[Begin INPUT MATERIAL]
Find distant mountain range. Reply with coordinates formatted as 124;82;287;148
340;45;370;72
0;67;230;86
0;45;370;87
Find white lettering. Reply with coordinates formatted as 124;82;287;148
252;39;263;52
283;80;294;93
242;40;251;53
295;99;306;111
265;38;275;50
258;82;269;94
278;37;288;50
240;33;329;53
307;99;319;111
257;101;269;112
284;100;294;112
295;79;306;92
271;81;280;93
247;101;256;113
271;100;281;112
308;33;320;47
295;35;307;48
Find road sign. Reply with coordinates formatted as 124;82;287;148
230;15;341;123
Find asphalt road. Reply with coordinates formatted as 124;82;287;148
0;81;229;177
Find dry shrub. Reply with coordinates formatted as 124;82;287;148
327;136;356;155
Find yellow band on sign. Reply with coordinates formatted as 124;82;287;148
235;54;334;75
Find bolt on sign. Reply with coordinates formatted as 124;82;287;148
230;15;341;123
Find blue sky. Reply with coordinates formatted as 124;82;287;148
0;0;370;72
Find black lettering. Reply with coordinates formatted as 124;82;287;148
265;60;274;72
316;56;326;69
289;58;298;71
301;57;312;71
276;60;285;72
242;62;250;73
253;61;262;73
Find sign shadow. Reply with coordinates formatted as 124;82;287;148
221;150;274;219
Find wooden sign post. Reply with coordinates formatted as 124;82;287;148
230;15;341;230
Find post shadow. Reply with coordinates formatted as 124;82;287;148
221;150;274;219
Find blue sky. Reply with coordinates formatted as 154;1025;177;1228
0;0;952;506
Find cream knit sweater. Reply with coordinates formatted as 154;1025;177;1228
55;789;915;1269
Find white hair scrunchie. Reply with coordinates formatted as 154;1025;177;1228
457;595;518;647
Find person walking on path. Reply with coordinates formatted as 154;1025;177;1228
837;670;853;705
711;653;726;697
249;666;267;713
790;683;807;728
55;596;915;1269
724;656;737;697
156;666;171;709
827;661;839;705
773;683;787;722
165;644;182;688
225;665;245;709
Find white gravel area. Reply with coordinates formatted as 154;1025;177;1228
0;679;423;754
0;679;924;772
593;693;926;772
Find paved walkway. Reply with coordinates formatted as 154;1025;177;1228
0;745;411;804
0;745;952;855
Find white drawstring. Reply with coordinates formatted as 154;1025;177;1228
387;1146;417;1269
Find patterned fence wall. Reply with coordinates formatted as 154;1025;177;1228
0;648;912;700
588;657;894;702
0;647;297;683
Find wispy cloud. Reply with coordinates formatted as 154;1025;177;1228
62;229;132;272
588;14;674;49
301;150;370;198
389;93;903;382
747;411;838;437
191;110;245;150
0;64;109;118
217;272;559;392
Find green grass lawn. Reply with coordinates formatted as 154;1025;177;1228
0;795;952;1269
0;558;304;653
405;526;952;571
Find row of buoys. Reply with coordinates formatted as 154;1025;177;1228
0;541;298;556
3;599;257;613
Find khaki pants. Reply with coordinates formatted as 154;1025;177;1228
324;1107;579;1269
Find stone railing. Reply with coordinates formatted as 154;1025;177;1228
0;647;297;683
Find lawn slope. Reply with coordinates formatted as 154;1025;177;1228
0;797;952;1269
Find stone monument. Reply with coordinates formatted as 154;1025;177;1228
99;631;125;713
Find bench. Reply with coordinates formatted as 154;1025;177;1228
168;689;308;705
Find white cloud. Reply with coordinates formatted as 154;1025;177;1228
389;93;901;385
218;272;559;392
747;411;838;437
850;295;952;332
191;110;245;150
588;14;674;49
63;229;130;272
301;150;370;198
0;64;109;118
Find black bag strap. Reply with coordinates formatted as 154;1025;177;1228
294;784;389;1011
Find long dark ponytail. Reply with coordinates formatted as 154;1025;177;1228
[End INPUT MATERIAL]
> [GIVEN INSTRUCTION]
Put all of the entries above into a numbered list, omitting any blank lines.

> [RESPONSE BELOW]
1. Find distant mountain range. Reply with coordinates formatted as 124;82;287;148
2. 340;45;370;72
3. 0;67;230;86
4. 0;45;370;87
5. Find white lettering. Reply with coordinates formatted as 124;82;287;148
6. 252;39;263;52
7. 283;80;294;93
8. 242;40;251;53
9. 295;99;306;111
10. 265;38;275;50
11. 258;82;269;94
12. 278;37;288;50
13. 240;33;329;53
14. 307;99;319;111
15. 257;101;269;112
16. 284;100;294;112
17. 295;79;306;92
18. 271;81;280;93
19. 247;101;256;113
20. 271;100;281;112
21. 308;33;320;47
22. 295;35;307;48
23. Find road sign. Reply with coordinates formatted as 124;82;287;148
24. 230;15;341;123
25. Find asphalt road. Reply with coordinates formatted as 124;82;287;148
26. 0;81;229;177
27. Find dry shrub. Reply with coordinates formatted as 124;82;287;148
28. 327;136;356;155
29. Find yellow band on sign. Reply with coordinates formatted as 124;82;287;148
30. 235;54;334;75
31. Find bolt on sign. Reply with coordinates formatted as 124;82;287;148
32. 230;15;341;123
33. Find blue sky. Reply with coordinates formatted as 124;82;287;148
34. 0;0;370;72
35. Find black lettering. Reply with coordinates formatted as 124;82;287;148
36. 265;60;274;72
37. 316;56;326;69
38. 289;58;298;71
39. 301;57;312;71
40. 276;60;285;72
41. 242;62;250;73
42. 253;61;262;73
43. Find sign shadow. Reply with coordinates formatted as 124;82;287;148
44. 221;150;274;219
45. Find wooden sign post. Reply with coordinates formatted as 124;82;287;148
46. 230;15;341;230
47. Find post shadow. Reply with coordinates formatted as 124;82;287;148
48. 221;150;274;219
49. Find blue sky. Reply with coordinates formatted as 154;1025;177;1228
50. 0;0;952;506
51. Find cream knit sweater. Reply with coordinates formatted as 154;1025;177;1228
52. 55;789;915;1269
53. Find white hair scrunchie. Reply with coordinates formatted as 154;1025;177;1228
54. 457;595;518;647
55. Find person walking on path. Reply with coordinates formatted as 154;1025;177;1228
56. 837;670;853;705
57. 711;653;726;697
58. 249;666;267;713
59. 790;683;807;728
60. 55;596;915;1269
61. 724;656;737;697
62. 156;666;171;709
63. 827;661;839;705
64. 773;683;787;722
65. 165;644;182;688
66. 225;665;245;709
67. Find white gravel area. Reply with coordinates formatted as 154;1025;177;1228
68. 0;679;423;754
69. 0;679;924;772
70. 593;693;926;772
71. Find paved walkway. Reply with coordinates formatted as 154;1025;177;1228
72. 0;745;411;804
73. 0;745;952;855
74. Find white drawstring. Reply with coordinates formatted as 154;1025;177;1228
75. 387;1146;417;1269
76. Find patterned fence wall. Reply with coordinates formatted as 154;1025;177;1228
77. 0;648;912;700
78. 588;657;894;702
79. 0;647;297;683
80. Find wispy cloud. Reply with coordinates formatted as 154;1025;177;1228
81. 62;229;132;272
82. 588;14;674;49
83. 301;150;370;198
84. 389;93;903;382
85. 747;411;838;437
86. 191;110;245;150
87. 0;64;109;118
88. 217;272;559;392
89. Find green grass lawn. Reply with coordinates formatted as 154;1025;177;1228
90. 0;795;952;1269
91. 0;558;304;653
92. 405;526;952;571
93. Find row of buoys. Reply with coordinates formatted as 154;1025;177;1228
94. 0;541;298;556
95. 3;599;257;613
96. Find khaki pants. Reply with coordinates formatted as 154;1025;177;1228
97. 324;1107;579;1269
98. Find stone railing. Reply with coordinates formatted as 154;1025;177;1228
99. 0;647;297;683
100. Find lawn slope. Reply with coordinates formatted as 154;1025;177;1228
101. 0;797;952;1269
102. Find stone monument. Reply with coordinates formatted as 154;1025;177;1228
103. 99;631;125;713
104. Find bench. Reply with coordinates formatted as 154;1025;177;1228
105. 168;689;308;705
106. Find white cloud. Reply with coordinates formatted as 154;1025;177;1228
107. 389;93;901;385
108. 218;272;559;392
109. 747;411;838;437
110. 850;295;952;332
111. 191;110;245;150
112. 588;14;674;49
113. 63;229;130;272
114. 301;150;370;198
115. 0;64;109;118
116. Find black bag strap. Reply with coordinates formatted as 154;1025;177;1228
117. 294;784;389;1011
118. Find long dark ponytail. Reply with coordinates formatted as 154;1025;177;1228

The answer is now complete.